(Extracted listing)
════════

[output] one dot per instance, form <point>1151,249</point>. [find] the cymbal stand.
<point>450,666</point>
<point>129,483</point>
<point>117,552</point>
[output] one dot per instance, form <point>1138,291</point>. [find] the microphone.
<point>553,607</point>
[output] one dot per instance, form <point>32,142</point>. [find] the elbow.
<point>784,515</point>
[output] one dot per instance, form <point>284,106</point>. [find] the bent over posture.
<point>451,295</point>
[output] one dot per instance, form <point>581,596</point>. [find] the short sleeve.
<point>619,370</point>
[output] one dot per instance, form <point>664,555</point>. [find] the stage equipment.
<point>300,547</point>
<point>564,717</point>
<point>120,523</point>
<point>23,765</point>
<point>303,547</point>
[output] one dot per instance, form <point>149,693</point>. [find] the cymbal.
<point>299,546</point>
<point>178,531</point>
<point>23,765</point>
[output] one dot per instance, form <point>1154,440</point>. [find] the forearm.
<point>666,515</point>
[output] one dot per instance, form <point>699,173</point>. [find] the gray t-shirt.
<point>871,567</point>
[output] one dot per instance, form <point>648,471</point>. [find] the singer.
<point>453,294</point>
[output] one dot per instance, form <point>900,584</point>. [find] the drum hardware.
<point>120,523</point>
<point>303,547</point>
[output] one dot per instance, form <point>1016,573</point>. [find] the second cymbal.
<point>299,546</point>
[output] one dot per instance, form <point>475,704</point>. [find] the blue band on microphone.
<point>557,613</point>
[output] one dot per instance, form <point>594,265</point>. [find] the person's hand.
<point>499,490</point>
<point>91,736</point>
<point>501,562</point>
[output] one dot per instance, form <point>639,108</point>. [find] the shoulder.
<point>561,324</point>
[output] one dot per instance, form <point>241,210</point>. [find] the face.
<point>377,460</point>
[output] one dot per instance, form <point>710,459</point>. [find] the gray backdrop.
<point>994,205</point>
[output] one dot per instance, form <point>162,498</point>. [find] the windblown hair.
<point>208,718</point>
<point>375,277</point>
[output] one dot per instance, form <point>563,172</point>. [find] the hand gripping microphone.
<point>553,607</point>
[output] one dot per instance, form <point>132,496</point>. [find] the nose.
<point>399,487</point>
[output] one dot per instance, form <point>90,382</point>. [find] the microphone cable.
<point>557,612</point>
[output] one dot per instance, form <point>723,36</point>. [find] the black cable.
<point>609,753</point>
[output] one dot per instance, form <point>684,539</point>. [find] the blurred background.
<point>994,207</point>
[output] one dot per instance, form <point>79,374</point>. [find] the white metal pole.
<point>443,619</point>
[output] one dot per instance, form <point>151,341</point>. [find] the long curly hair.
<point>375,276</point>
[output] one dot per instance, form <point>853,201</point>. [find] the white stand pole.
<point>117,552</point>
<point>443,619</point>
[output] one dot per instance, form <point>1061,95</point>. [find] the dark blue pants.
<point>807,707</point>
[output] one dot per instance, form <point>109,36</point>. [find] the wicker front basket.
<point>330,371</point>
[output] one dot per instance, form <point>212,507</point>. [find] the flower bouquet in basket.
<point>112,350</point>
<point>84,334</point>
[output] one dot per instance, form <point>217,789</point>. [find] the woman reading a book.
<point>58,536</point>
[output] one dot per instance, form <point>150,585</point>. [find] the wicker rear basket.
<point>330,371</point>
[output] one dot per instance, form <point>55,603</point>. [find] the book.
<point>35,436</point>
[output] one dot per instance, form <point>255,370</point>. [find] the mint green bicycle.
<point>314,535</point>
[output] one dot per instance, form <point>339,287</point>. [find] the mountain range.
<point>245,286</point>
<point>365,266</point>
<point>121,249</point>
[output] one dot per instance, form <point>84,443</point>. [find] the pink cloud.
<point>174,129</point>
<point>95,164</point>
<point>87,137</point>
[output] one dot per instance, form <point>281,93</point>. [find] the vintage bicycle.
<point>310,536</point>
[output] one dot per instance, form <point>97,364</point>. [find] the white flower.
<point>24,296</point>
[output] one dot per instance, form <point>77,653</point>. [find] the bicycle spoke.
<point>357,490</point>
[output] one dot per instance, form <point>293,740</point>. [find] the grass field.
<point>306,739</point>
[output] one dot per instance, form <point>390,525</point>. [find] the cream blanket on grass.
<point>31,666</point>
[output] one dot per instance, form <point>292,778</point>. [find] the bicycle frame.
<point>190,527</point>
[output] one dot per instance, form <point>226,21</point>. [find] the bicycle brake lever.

════════

▸ To do
Transcribe the whole listing above line by line, without changing anything.

▸ Output below
[output] one dot per instance, form <point>1151,249</point>. [find] the cymbal stand.
<point>450,666</point>
<point>129,483</point>
<point>117,552</point>
[output] one dot per instance, form <point>1138,291</point>. [find] the microphone.
<point>553,607</point>
[output] one dot per instance, form <point>32,142</point>. [find] the elbow.
<point>784,515</point>
[output] one dot per instance, form <point>284,106</point>. [find] the bent over posture.
<point>451,295</point>
[output] one dot per instance, form <point>581,596</point>. [find] the short sleeve.
<point>619,370</point>
[output] one dot per instance, form <point>664,555</point>. [find] the stage equipment.
<point>300,547</point>
<point>564,717</point>
<point>120,523</point>
<point>23,765</point>
<point>303,547</point>
[output] one dot per instance, form <point>149,693</point>. [find] the cymbal.
<point>299,546</point>
<point>178,531</point>
<point>23,765</point>
[output] one dot per instance, form <point>1154,440</point>. [find] the forearm.
<point>666,515</point>
[output] one dot per instance, form <point>699,173</point>. [find] the gray t-shirt.
<point>871,567</point>
[output] one dot per instance, form <point>648,471</point>. [find] the singer.
<point>453,294</point>
[output] one dot per instance, form <point>900,584</point>. [find] the drum hardware.
<point>120,523</point>
<point>303,547</point>
[output] one dot per instance, form <point>1016,573</point>. [find] the second cymbal.
<point>299,546</point>
[output] one dot per instance, form <point>475,704</point>. [find] the blue band on microphone.
<point>557,613</point>
[output] one dot per instance, form <point>594,265</point>. [find] the person's hand.
<point>499,490</point>
<point>91,736</point>
<point>501,562</point>
[output] one dot per instance, form <point>639,108</point>. [find] the shoulder.
<point>561,324</point>
[output] one dot per instance, form <point>241,210</point>. [find] the face.
<point>377,460</point>
[output] one dot per instance, form <point>710,459</point>. [find] the gray backdrop.
<point>994,205</point>
[output] one dot per instance, form <point>162,498</point>. [find] the windblown hair.
<point>208,718</point>
<point>375,277</point>
[output] one dot per instance, form <point>563,172</point>. [find] the hand gripping microphone.
<point>553,607</point>
[output] one dot per instance, form <point>132,496</point>. [find] the nose.
<point>399,487</point>
[output] one dot per instance, form <point>90,382</point>. [find] the microphone cable.
<point>557,612</point>
[output] one dot per instance, form <point>723,36</point>. [find] the black cable.
<point>609,753</point>
[output] one dot per instance, form <point>684,539</point>. [find] the blurred background.
<point>994,207</point>
[output] one dot per instance, form <point>79,374</point>. [find] the white metal pole.
<point>443,619</point>
[output] one dot per instance, form <point>151,341</point>. [find] the long curly hair.
<point>375,276</point>
[output] one dot per instance, form <point>853,201</point>. [find] the white stand pole.
<point>117,552</point>
<point>443,619</point>
[output] one dot per instance, form <point>1061,95</point>. [find] the dark blue pants.
<point>807,707</point>
[output] one dot per instance, form <point>109,36</point>. [find] the wicker front basket.
<point>330,371</point>
[output] one dot per instance, form <point>212,507</point>. [find] the flower bouquet in basket.
<point>112,350</point>
<point>84,334</point>
[output] one dot per instance, form <point>217,789</point>. [find] the woman reading a book.
<point>58,536</point>
[output] one dot per instance, form <point>150,585</point>. [find] the wicker rear basket.
<point>330,371</point>
[output] one dot per instance, form <point>55,603</point>. [find] the book.
<point>35,436</point>
[output] one dot per instance, form <point>255,370</point>. [find] the mint green bicycle.
<point>314,535</point>
[output] one dot per instance, form <point>339,287</point>. [find] the mountain range.
<point>245,286</point>
<point>365,266</point>
<point>121,249</point>
[output] one dot per instance, form <point>84,443</point>. [find] the pink cloud.
<point>174,129</point>
<point>95,164</point>
<point>87,137</point>
[output] one dot per instance, form <point>281,93</point>. [find] the vintage bicycle.
<point>310,536</point>
[output] one dot per instance, form <point>97,364</point>. [find] the white flower.
<point>24,296</point>
[output] one dot per instance, form <point>77,653</point>. [find] the bicycle spoke.
<point>357,490</point>
[output] one dot per instance, form <point>293,740</point>. [find] the grass field.
<point>306,739</point>
[output] one dot per instance, form <point>390,525</point>. [find] the cream blanket on grass.
<point>31,666</point>
[output] one dot per instance, form <point>292,778</point>. [find] the bicycle frame.
<point>190,527</point>
[output] one dot per instance, form <point>226,21</point>. [find] the bicycle brake lever.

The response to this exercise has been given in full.